* **Data extracts**:

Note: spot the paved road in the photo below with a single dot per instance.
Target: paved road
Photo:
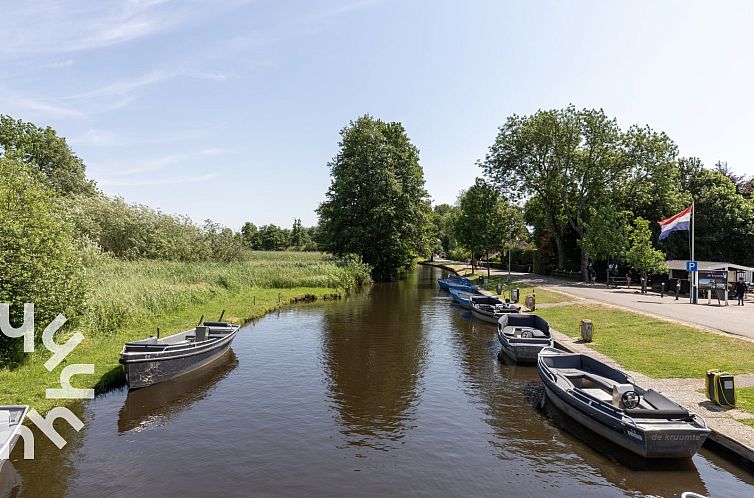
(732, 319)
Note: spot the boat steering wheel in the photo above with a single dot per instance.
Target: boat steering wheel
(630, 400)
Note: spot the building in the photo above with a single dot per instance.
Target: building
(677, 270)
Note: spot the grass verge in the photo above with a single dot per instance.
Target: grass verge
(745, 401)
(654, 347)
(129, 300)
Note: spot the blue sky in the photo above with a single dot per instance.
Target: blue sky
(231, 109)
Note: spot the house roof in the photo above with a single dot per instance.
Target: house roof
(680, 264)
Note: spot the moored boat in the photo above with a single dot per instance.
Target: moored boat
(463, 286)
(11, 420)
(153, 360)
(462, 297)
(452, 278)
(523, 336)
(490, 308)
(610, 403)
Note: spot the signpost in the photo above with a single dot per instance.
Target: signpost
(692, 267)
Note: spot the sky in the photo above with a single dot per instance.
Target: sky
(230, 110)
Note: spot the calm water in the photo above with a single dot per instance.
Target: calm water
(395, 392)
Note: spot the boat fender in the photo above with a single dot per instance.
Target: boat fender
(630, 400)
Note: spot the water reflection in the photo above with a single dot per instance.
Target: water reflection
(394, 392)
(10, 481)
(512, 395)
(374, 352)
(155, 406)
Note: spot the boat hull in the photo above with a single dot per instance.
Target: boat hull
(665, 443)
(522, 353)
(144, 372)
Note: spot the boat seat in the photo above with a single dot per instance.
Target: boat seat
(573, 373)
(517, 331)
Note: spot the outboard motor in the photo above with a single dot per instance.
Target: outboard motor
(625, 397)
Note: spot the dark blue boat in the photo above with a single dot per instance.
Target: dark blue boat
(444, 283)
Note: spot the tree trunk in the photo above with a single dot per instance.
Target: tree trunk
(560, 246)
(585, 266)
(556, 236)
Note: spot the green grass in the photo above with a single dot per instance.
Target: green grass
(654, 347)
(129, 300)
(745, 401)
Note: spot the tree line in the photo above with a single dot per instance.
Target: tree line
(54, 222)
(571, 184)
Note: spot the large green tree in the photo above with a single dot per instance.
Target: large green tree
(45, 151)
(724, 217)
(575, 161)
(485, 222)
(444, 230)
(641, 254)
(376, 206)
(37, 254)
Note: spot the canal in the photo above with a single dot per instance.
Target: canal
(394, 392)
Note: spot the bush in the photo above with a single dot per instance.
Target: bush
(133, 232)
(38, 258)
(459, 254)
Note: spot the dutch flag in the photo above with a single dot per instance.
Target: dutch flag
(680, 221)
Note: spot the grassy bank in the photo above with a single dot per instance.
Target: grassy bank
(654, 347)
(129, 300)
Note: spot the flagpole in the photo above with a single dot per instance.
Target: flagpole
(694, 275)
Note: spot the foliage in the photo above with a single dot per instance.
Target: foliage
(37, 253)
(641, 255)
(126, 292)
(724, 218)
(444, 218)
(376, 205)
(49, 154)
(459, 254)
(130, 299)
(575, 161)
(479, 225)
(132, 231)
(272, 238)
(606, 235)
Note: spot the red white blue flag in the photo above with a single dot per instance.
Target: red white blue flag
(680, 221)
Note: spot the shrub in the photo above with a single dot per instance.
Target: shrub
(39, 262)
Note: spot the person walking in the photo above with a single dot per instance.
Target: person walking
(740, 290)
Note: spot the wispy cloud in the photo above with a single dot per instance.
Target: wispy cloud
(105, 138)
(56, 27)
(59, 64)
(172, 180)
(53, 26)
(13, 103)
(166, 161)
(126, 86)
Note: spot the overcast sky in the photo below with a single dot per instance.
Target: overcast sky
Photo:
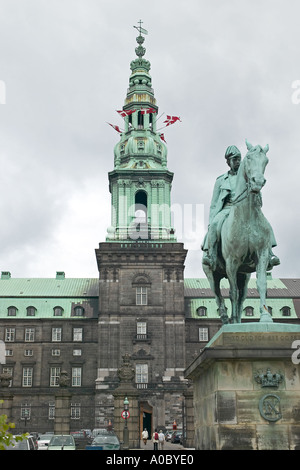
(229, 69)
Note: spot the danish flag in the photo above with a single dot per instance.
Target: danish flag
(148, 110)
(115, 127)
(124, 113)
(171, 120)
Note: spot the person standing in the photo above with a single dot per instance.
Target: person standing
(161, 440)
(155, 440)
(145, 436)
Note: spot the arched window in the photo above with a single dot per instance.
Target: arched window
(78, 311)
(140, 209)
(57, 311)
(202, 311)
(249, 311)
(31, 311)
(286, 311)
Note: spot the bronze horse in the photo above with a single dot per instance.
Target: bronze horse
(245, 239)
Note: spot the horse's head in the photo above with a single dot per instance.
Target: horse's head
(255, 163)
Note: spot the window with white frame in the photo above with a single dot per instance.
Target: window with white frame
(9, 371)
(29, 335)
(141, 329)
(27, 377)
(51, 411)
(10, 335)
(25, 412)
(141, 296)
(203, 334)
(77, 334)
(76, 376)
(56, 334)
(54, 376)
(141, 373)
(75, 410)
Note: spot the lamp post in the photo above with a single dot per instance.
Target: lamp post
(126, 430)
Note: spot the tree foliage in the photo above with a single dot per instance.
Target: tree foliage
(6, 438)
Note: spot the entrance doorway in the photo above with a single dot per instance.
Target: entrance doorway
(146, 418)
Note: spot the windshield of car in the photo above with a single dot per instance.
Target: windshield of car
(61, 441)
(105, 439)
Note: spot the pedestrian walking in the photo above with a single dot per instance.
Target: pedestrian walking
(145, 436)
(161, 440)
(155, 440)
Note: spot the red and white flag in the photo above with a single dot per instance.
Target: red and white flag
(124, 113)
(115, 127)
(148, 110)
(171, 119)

* **Task**:
Leave out the pictures and repeat exactly the lines from the first line of the data through the line containing "Note: spot the tree trunk". Add nothing else.

* **Result**:
Note: spot the paved road in the photo below with a single dot per instance.
Target: paved road
Photo:
(732, 319)
Note: spot the boat steering wheel in the photo above with a single dot per instance.
Target: boat steering wheel
(630, 400)
Note: spot the building in the photo above with a single dot per instance.
Target: building
(677, 270)
Note: spot the grass verge in the photo above with a single dot per instance.
Target: grass verge
(745, 401)
(654, 347)
(129, 300)
Note: spot the blue sky in the photo above with a single dot per instance.
Target: blue sky
(231, 109)
Note: spot the house roof in the photo above with a single dot per instance.
Target: house roof
(680, 264)
Note: spot the moored boat in the photo above with a single dot per instance.
Target: moored boat
(463, 286)
(11, 420)
(153, 360)
(462, 297)
(452, 278)
(523, 336)
(490, 308)
(610, 403)
Note: spot the signpost in the photo above with a single dot per instance.
Target: signpost
(692, 267)
Note: spot the sky in the photo above with a single dot per instance.
Target: sky
(230, 110)
Note: spot the calm water in the photo above with a single dot per instance.
Target: calm water
(395, 392)
Note: spot the boat fender in the photo above with a single dot per instance.
Target: boat fender
(630, 400)
Note: spot the water reflection in the photo above with a single dot per instance.
Target: water reflection
(394, 392)
(10, 481)
(512, 395)
(374, 352)
(155, 406)
Note: spot the boat hull in the photo above with a single dot per instance.
Target: boat hull
(665, 443)
(522, 353)
(144, 372)
Note: spot the boat seat in the photo above with a single dot per instance.
Target: boat seat
(573, 373)
(517, 331)
Note: spot the outboard motor in the photo above with a single dot per instance.
Target: outboard motor
(625, 397)
Note: spot the dark blue boat in the photo above with a single dot per instance.
Target: dark blue boat
(444, 283)
Note: spot the tree trunk in the photo above with a single dot per instance.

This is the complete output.